### Directive
Turn every line of the listing below into a Markdown table with two columns, Row and Line, where Row numbers each line and Line holds the line itself. Leave out any blank lines.
— begin Entries supplied —
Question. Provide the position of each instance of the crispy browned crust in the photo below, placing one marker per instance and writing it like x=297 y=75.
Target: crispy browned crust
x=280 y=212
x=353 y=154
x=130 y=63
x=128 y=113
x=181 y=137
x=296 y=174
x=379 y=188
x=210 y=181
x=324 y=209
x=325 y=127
— end Entries supplied —
### Result
| Row | Line |
|---|---|
| 1 | Question. Provide the position of each instance of the crispy browned crust in the photo below, placing one marker per instance and writing it like x=297 y=75. |
| 2 | Target: crispy browned crust |
| 3 | x=280 y=212 |
| 4 | x=353 y=154 |
| 5 | x=130 y=63 |
| 6 | x=128 y=113 |
| 7 | x=181 y=137 |
| 8 | x=296 y=174 |
| 9 | x=379 y=188 |
| 10 | x=210 y=181 |
| 11 | x=324 y=209 |
| 12 | x=325 y=127 |